- TASK DETAILS
What follows is a listing to be transcribed exactly.

*-*-*

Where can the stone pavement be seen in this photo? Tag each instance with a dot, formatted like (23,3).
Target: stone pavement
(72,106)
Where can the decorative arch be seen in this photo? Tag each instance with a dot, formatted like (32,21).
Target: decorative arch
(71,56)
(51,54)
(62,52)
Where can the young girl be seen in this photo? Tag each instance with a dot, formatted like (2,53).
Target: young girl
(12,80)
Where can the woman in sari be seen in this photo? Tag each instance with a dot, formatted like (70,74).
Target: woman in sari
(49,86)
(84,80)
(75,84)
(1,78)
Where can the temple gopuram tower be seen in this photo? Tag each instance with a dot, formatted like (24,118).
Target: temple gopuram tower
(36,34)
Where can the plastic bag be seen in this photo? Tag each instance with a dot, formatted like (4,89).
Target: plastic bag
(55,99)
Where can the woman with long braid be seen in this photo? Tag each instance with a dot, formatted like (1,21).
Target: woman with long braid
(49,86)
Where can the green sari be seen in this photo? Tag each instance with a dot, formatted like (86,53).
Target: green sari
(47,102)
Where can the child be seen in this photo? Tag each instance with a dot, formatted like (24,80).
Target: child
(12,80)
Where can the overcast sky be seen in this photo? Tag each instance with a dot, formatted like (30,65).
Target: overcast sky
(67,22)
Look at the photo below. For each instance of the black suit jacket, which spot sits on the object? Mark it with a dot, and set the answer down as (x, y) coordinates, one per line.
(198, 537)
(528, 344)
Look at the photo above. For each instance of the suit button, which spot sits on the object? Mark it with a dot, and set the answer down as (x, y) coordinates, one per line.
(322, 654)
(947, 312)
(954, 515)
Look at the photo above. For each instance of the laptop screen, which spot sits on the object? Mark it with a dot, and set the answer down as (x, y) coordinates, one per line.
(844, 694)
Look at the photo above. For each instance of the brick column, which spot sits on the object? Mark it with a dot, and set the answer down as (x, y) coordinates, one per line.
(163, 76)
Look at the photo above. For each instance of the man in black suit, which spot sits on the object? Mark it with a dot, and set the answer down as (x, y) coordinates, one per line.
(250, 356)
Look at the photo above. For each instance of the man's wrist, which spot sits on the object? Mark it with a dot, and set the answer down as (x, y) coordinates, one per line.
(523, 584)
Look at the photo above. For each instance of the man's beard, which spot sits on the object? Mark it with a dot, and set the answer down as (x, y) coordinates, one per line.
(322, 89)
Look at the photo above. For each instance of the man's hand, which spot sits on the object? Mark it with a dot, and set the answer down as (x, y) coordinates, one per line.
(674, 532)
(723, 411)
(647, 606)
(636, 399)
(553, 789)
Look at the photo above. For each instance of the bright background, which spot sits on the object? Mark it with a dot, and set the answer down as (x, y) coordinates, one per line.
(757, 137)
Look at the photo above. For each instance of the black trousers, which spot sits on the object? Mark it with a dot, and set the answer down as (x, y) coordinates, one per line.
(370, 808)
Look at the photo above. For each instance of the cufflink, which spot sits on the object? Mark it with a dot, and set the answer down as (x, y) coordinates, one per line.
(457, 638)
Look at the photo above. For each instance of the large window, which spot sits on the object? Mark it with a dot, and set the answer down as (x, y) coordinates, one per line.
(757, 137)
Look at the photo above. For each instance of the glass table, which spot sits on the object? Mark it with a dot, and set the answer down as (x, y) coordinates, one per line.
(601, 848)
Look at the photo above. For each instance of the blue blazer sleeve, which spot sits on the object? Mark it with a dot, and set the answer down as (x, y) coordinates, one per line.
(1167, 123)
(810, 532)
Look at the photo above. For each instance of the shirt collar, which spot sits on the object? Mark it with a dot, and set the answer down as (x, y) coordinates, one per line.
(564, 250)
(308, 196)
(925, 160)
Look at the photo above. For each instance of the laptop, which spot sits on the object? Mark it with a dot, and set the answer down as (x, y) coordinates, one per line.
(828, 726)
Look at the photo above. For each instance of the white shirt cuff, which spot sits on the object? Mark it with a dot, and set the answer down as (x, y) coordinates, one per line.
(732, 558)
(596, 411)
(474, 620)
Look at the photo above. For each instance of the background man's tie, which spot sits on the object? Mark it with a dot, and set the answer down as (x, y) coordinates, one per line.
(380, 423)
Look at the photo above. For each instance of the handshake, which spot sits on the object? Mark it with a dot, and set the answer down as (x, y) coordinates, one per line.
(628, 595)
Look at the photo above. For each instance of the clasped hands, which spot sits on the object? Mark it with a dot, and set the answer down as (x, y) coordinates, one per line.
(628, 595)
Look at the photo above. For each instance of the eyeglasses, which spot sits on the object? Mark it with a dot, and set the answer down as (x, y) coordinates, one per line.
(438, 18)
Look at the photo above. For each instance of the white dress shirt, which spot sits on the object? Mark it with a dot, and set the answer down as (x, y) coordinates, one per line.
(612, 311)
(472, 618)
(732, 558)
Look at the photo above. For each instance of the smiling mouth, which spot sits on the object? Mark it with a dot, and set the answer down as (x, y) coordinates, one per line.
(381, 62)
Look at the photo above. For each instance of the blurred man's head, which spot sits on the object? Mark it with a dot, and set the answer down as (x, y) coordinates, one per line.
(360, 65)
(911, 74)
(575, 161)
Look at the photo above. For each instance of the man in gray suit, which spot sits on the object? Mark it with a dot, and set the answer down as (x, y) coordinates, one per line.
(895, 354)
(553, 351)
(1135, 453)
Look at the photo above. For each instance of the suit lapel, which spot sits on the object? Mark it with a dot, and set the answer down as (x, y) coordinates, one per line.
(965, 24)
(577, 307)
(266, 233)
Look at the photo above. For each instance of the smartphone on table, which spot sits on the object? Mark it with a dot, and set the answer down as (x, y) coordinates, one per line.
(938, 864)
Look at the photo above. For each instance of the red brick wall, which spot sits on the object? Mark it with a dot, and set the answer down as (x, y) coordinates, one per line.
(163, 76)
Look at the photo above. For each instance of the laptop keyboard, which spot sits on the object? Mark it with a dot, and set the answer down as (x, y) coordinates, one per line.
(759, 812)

*-*-*

- TASK RESPONSE
Where can the stone pavement be seen in this photo? Tag each instance with a dot, formatted like (23,3).
Target: stone pavement
(72,106)
Where can the decorative arch be seen in this photo? Tag each instance with a dot, formatted like (32,21).
Target: decorative arch
(71,56)
(51,54)
(62,52)
Where can the young girl be seen in this photo? Tag each instance with a dot, formatted like (2,53).
Target: young girl
(12,80)
Where can the woman in sari be seen in this photo? Tag each instance with a dot, formatted like (70,74).
Target: woman in sari
(49,86)
(84,80)
(75,84)
(1,78)
Where can the temple gopuram tower be seen in this photo? Tag each instance with a dot, formatted like (24,118).
Target: temple gopuram tower
(36,34)
Where can the plastic bag be seen in this photo? Tag each instance with a dot, formatted like (4,89).
Target: plastic bag
(55,99)
Where can the woman with long braid be seen in this photo? Tag each instance with a dot, formatted like (1,21).
Target: woman with long braid
(49,86)
Where can the green sari be seen in this photo? Tag each instance with a dot, formatted like (86,53).
Target: green sari
(47,102)
Where can the child be seen in this photo? Tag each instance with a dot, formatted like (24,80).
Target: child
(12,80)
Where can the overcast sky be seen in this photo? Tag each instance with a dot, formatted like (30,65).
Target: overcast sky
(67,22)
Look at the photo below. For each instance of the black suit jacket, which spot sits on the object? Mark it with a dot, and set the answer down as (x, y) coordinates, one per line.
(198, 537)
(528, 344)
Look at the photo above. For each instance of the suit button, which spot sits on the object? Mark it with a dot, and set the answer down as (x, y) coordinates, one per line.
(322, 654)
(947, 312)
(954, 515)
Look at the photo above. For each instance of the laptop screen, which spot sits on the object? Mark it with a dot, and set the answer down as (x, y) coordinates, one per line.
(844, 694)
Look at the photo above. For each instance of the brick column, which spot sits on the object? Mark it with a dot, and set the answer down as (x, y) coordinates, one per line.
(163, 76)
Look at the photo above. For each instance of the man in black suit, which spot sits on the object? Mark it with a dot, and set the answer down as (x, y) coordinates, one per line.
(250, 356)
Look at the photo above. For each instance of the man's wrist, which spot sits on the object? Mark it with a dot, and set the answer down as (x, y) coordinates, one per line.
(523, 584)
Look at the photo above. For each instance of the man's beard, which spot sits on the object? Mark it with a dot, and set the answer down as (x, y) coordinates, one per line.
(322, 89)
Look at the photo above. For each instance of the man's hand, which spot sits on the object? Mark it with a dot, and set the answer down as (x, y) coordinates, one per line.
(674, 532)
(723, 411)
(647, 606)
(636, 399)
(553, 789)
Look at the photo above. For each instance of the bright background, which spot sits on the object? Mark it with a dot, and set the answer down as (x, y) coordinates, one per line.
(757, 137)
Look at the photo above. For each instance of the black trousers, which spot sits on the object? Mark it with a dot, and set the answer down as (x, y) coordinates, one per line.
(370, 808)
Look at the photo above. For each instance of the cufflink, which spot sits on the object? Mark it with a dot, and set the answer down as (x, y) coordinates, one per line.
(457, 638)
Look at the photo above. For each instance of the large window, which spot sits on the object? Mark it with a dot, and set the answer down as (x, y) coordinates, one per line.
(757, 137)
Look at the photo above. For each instance of the glass table, which spot sits on the object? Mark it with a dot, and set the answer down as (x, y) coordinates, one per line.
(601, 848)
Look at the photo above. For each instance of the blue blazer sleeve, which spot sits on the object? Mark it with a dot, and set the answer down as (x, y) coordinates, one per line.
(1167, 123)
(810, 532)
Look at the photo above. For each instance of the shirt collar, which spot sits on the object? Mark it with a dot, and set the answer down as (x, y) coordinates, one per line.
(564, 250)
(308, 196)
(925, 160)
Look at the photo above. For each instance of the laptop, which spot sits on the object? Mark it with a dot, and set the answer down as (x, y) coordinates, one per line.
(828, 726)
Look at the photo above. For each instance of the white shirt cuff, which spot sits on the object? Mark it with a dot, and set the answer down as (x, y) coordinates, one per line.
(732, 558)
(596, 411)
(474, 620)
Look at the photo above. For each instance of the background man's tie, which spot sits on the object? Mark it with a dot, and set the answer down as (x, y) coordinates, one per line.
(380, 423)
Look at the photo above. For each instance of the handshake, which spot sits on the object? Mark it with a dot, and set the answer down as (x, y) coordinates, one per line.
(628, 595)
Look at the photo above. For each instance of the clasped hands, which spot sits on the object? Mark it with a dot, and set the answer down as (x, y) coordinates, one per line.
(628, 595)
Look at the photo above. For each instance of the eyeglasses, which spot sits on the object? Mark it with a dot, and set the answer down as (x, y) coordinates, one per line.
(438, 18)
Look at the photo above. For each instance of the white dress shirt, which spot sits on the object? Mark it with a dot, and set the answer down as (x, y) coordinates, one per line.
(612, 311)
(472, 618)
(732, 558)
Look at the photo above. For each instance of the smiling mouth, which spot sits on the object? Mark it with a dot, and set the answer down as (x, y) coordinates, one per line.
(381, 62)
Look at the photo above. For each instance of the blurred man's head, which spot sits on the object? Mark it with a dot, and set the answer down as (x, y) coordinates, one per line.
(360, 65)
(911, 74)
(575, 161)
Look at the photo above. For each instance of the man in gray suit, which spot sits on the object? Mark it with a dot, and set the answer down as (x, y) coordinates, one per line.
(895, 354)
(553, 351)
(1135, 453)
Look at the photo above. For each instance of the suit lapel, which spot sits on the object? Mark it with a dot, and set the answer down as (x, y) coordinates, one per line.
(965, 24)
(577, 307)
(266, 233)
Look at the photo above. For each instance of the smartphone on table, which spot sits on the object? Mark it with a dot, and set the answer down as (x, y) coordinates, one per line.
(938, 864)
Look at the photo above. For each instance of the red brick wall, which spot sits on the object? Mark it with a dot, and set the answer down as (x, y) coordinates, one per line.
(163, 76)
Look at the photo above. For each instance of the laptop keyboard, which spot sits on the object? Mark it with a dot, and set the answer down as (x, y) coordinates, one per line.
(759, 812)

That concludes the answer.